### WHAT TO DO
Write out the stretch of lines below that begins at the line with "column 267, row 3" and ends at the line with "column 394, row 98", including both, exactly as given and nothing more.
Top of SOURCE INFORMATION
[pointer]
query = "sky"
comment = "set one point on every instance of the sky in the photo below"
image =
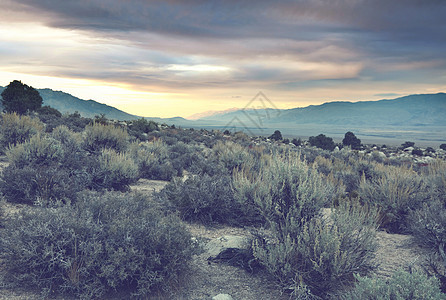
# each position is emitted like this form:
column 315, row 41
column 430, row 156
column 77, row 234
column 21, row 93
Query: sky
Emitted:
column 178, row 58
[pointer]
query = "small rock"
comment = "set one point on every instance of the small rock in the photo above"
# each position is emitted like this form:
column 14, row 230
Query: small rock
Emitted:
column 222, row 297
column 218, row 245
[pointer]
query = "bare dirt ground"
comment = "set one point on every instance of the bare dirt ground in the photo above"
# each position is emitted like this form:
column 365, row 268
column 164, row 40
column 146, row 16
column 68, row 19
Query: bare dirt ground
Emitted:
column 207, row 279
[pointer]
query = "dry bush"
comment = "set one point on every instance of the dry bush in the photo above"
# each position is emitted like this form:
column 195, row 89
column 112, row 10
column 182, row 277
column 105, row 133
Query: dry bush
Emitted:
column 105, row 242
column 16, row 129
column 98, row 137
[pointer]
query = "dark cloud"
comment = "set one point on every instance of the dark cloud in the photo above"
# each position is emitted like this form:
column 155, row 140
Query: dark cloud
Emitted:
column 288, row 43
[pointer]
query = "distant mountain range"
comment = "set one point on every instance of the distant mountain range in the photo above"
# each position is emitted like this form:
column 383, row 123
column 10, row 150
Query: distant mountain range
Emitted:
column 413, row 110
column 66, row 103
column 415, row 117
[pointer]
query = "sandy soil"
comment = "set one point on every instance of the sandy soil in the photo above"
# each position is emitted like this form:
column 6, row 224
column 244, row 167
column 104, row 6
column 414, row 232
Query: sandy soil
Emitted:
column 207, row 279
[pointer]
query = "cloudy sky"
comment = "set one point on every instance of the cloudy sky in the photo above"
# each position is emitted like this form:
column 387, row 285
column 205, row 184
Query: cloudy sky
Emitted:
column 176, row 58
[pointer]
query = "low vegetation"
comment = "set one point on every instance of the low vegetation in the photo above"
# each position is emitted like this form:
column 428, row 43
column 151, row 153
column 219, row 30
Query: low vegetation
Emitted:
column 314, row 210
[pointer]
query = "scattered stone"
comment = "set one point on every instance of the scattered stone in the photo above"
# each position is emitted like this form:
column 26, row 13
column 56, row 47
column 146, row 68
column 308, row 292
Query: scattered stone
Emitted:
column 218, row 245
column 222, row 297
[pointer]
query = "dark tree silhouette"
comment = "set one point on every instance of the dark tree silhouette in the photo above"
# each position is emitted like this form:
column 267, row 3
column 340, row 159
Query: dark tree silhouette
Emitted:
column 20, row 98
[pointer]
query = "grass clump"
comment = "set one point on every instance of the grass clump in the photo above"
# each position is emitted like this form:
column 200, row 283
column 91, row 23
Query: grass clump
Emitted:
column 37, row 173
column 323, row 254
column 103, row 243
column 98, row 136
column 402, row 285
column 396, row 191
column 115, row 171
column 16, row 129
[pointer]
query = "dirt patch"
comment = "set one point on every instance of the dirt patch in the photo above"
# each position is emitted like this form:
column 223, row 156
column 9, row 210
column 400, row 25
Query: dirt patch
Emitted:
column 398, row 251
column 207, row 279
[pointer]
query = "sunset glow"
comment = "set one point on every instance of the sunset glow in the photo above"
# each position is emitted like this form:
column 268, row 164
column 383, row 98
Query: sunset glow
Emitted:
column 169, row 58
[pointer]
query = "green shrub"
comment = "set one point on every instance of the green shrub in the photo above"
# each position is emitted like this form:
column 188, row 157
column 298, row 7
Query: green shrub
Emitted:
column 38, row 151
column 15, row 129
column 105, row 242
column 98, row 136
column 322, row 141
column 396, row 191
column 350, row 139
column 139, row 128
column 286, row 192
column 428, row 225
column 402, row 285
column 45, row 184
column 323, row 252
column 40, row 170
column 207, row 199
column 232, row 155
column 277, row 136
column 115, row 171
column 153, row 160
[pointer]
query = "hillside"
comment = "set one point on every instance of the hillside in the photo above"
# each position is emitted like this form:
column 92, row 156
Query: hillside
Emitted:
column 67, row 103
column 413, row 110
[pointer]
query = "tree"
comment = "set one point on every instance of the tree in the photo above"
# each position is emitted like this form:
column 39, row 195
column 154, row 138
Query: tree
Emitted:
column 351, row 140
column 277, row 136
column 20, row 98
column 322, row 141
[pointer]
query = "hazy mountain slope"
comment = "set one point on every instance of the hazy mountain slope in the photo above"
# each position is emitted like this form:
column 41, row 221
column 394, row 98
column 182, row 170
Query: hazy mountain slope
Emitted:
column 67, row 103
column 413, row 110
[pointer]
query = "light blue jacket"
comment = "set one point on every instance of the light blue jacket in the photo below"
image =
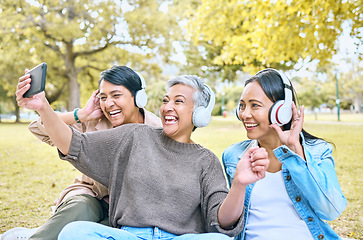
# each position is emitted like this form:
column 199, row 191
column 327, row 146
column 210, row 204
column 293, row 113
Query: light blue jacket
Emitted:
column 312, row 185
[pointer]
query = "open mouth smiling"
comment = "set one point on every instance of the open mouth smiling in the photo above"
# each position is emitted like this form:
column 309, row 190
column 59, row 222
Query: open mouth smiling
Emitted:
column 170, row 119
Bottom of SOURCE INFORMATION
### RESPONSE AREA
column 267, row 3
column 340, row 159
Query: dark tree silhouette
Emitted:
column 20, row 98
[pointer]
query = "grass clump"
comment = "set one point on every instance of the grass clump in the photo above"
# each position is emitted like this form:
column 200, row 283
column 91, row 23
Query: grass clump
Emitted:
column 37, row 173
column 323, row 254
column 103, row 243
column 98, row 136
column 402, row 285
column 396, row 191
column 115, row 171
column 16, row 129
[pointer]
query = "dirt patch"
comment = "set one point on every instance of the dirt patch in the photo above"
# each position is emitted like this form:
column 223, row 156
column 9, row 210
column 400, row 25
Query: dirt patch
Emitted:
column 398, row 251
column 207, row 279
[pointer]
query = "sunset glow"
comment = "set one point on every instance of the sunset glow in the photo above"
# each position is emitted like this form:
column 268, row 164
column 383, row 98
Query: sunset glow
Emitted:
column 169, row 58
[pointer]
query = "green shrub"
comment = "set one point on every instance of the green shrub in the photo above"
# each position is emitted like this form:
column 188, row 157
column 298, row 7
Query: green shrub
Emitted:
column 38, row 151
column 15, row 129
column 105, row 242
column 98, row 136
column 322, row 141
column 396, row 191
column 350, row 139
column 139, row 128
column 286, row 192
column 428, row 225
column 402, row 285
column 45, row 184
column 323, row 252
column 40, row 170
column 207, row 199
column 232, row 155
column 277, row 136
column 115, row 171
column 153, row 160
[pointer]
query = "hillside"
comment = "set one point on every instance of the hillside in the photo above"
# each position is emitted like this form:
column 92, row 156
Query: hillside
Emitted:
column 67, row 103
column 413, row 110
[pointer]
query = "tree"
comment = "set one point on every instance of the tree in the photo above"
# each position is emitted like this form:
column 39, row 195
column 154, row 138
Query: tree
Emitted:
column 351, row 140
column 277, row 136
column 20, row 98
column 322, row 141
[pointer]
query = "hazy mountain slope"
comment = "set one point on every instance of the hazy mountain slope in the photo above"
# each position is emitted like this form:
column 41, row 221
column 394, row 98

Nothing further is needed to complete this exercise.